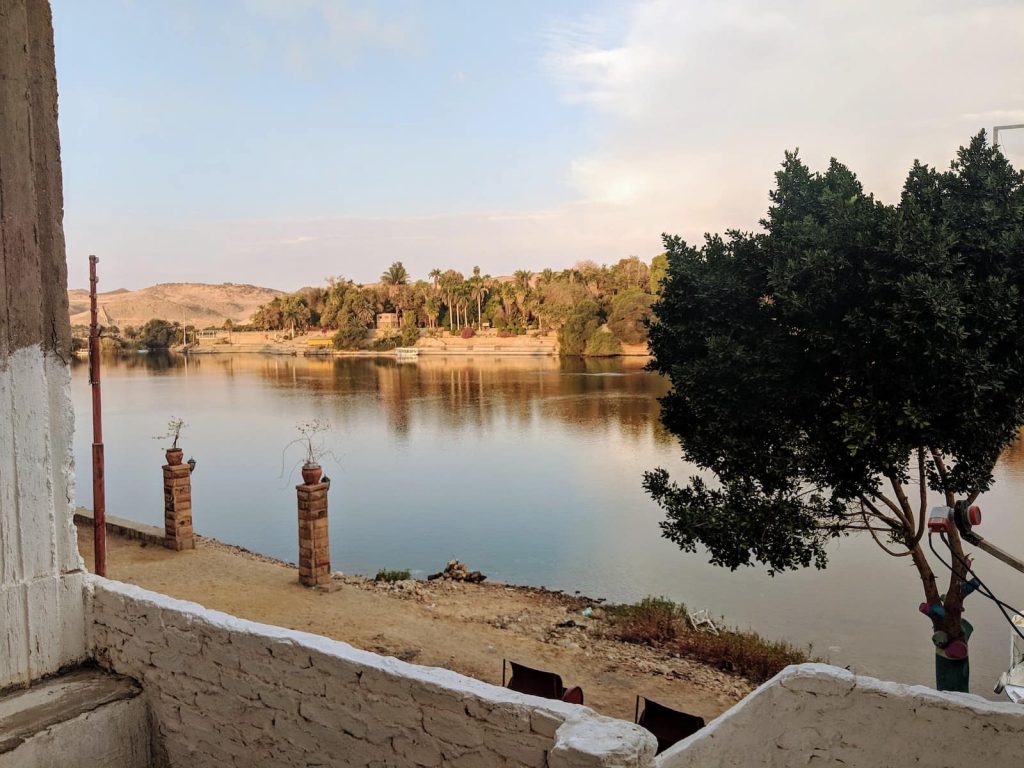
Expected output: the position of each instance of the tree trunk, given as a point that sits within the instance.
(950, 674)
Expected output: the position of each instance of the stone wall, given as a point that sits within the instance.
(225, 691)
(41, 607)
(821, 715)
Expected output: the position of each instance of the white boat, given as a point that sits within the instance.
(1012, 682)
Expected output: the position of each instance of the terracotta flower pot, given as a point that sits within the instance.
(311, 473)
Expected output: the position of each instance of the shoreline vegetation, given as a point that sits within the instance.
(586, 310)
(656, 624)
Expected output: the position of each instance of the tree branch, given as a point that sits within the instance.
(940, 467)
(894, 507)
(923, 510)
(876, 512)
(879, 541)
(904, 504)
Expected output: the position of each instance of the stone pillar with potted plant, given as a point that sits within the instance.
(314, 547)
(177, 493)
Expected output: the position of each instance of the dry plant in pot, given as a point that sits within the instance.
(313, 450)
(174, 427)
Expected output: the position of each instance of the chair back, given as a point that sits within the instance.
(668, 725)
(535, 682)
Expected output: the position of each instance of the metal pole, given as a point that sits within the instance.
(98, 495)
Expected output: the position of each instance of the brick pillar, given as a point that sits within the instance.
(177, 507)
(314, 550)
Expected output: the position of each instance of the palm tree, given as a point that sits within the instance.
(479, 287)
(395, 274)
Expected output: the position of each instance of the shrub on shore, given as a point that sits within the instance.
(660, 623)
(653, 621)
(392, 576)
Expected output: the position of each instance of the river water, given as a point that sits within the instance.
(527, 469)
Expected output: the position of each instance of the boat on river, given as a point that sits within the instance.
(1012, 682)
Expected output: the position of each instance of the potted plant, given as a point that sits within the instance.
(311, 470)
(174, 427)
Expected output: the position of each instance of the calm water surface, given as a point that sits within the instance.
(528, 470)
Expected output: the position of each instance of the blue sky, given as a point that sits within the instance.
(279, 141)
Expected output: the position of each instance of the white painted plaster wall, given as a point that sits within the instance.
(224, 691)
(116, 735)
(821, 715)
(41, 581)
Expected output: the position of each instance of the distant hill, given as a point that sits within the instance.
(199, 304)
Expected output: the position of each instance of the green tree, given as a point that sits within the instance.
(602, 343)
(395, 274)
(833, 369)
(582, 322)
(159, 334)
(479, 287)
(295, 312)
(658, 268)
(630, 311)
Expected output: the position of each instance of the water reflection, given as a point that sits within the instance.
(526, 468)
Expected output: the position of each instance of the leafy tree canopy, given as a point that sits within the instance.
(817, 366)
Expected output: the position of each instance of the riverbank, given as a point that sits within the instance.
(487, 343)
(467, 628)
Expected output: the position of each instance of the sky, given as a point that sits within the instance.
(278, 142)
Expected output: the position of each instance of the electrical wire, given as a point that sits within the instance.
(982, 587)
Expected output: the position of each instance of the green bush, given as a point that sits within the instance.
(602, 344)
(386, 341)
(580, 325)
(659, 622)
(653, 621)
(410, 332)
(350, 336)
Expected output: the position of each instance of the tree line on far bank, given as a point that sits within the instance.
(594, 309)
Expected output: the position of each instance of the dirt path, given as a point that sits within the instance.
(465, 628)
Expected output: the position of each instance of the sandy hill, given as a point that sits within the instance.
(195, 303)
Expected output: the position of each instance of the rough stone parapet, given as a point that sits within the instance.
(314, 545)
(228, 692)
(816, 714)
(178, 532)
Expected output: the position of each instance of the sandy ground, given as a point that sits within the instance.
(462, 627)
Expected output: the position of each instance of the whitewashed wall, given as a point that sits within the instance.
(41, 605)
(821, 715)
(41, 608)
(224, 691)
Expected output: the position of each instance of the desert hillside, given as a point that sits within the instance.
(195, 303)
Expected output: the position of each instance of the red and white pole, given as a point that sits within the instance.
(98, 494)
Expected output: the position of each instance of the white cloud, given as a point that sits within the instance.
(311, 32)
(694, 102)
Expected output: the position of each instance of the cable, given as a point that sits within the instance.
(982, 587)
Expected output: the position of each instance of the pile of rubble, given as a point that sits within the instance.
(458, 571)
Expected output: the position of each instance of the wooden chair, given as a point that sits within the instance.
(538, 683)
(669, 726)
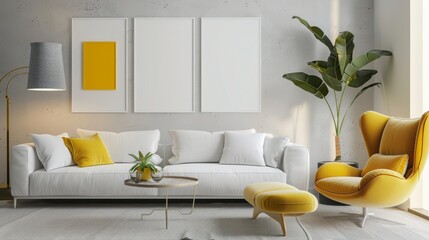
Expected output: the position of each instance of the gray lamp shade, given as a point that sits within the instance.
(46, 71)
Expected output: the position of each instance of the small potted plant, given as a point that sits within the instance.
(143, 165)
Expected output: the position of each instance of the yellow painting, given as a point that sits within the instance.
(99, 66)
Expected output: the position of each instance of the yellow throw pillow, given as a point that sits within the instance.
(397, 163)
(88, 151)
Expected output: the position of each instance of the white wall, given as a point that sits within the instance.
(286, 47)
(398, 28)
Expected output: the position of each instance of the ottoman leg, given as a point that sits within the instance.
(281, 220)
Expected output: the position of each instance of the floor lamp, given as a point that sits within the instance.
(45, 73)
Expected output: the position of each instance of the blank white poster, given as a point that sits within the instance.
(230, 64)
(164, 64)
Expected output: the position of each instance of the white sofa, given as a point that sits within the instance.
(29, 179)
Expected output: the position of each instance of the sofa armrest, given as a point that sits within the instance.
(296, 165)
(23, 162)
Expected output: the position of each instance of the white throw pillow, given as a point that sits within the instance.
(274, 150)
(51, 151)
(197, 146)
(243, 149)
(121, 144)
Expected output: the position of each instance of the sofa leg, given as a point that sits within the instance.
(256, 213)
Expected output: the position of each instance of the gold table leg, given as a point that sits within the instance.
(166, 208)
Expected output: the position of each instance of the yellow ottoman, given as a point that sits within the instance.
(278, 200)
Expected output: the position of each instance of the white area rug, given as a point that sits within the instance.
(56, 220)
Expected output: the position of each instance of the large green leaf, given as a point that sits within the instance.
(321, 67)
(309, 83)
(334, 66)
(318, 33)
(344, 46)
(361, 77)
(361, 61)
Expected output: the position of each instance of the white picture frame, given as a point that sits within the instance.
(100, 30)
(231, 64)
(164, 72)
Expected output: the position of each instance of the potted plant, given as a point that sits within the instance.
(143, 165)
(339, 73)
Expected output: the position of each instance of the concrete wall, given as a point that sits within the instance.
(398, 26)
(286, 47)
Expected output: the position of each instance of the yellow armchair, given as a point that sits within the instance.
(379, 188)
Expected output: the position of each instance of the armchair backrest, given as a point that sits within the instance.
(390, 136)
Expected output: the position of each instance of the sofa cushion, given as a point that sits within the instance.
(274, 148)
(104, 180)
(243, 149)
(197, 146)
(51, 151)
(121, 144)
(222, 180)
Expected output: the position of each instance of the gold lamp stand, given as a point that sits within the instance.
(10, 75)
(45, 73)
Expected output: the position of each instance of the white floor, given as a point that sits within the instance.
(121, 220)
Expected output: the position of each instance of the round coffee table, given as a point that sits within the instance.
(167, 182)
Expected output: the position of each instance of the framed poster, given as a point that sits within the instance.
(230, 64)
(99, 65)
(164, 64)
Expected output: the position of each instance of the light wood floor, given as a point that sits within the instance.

# # # # #

Problem to solve:
Could you rewrite the data from the line containing "Expected output: the position of each instance of the armchair" through the last line of the data as a JSON array of strings, one string per line, leaving out any blank lines?

Reply:
[
  "Expected output: the position of each instance of the armchair backrest, given as a point that sits within the instance.",
  "(390, 136)",
  "Expected output: the position of each instance of the sofa cushion, given as a point that sits within the instance.",
  "(274, 148)",
  "(104, 180)",
  "(243, 149)",
  "(197, 146)",
  "(51, 151)",
  "(121, 144)",
  "(222, 180)",
  "Expected output: the position of each instance of the gold lamp stand, given as a point that sits within the instance.",
  "(10, 75)",
  "(45, 73)",
  "Expected output: the position of each instance of the white floor, given as a point that sits within the instance.",
  "(121, 220)",
  "Expected output: the position of each instance of the round coffee table, given as a point that sits within the instance.",
  "(167, 182)",
  "Expected output: the position of each instance of the framed poster, given as a point that sits within the instance.",
  "(230, 64)",
  "(99, 65)",
  "(164, 64)",
  "Expected output: the position of each instance of the light wood floor, given as a point that sits within the instance."
]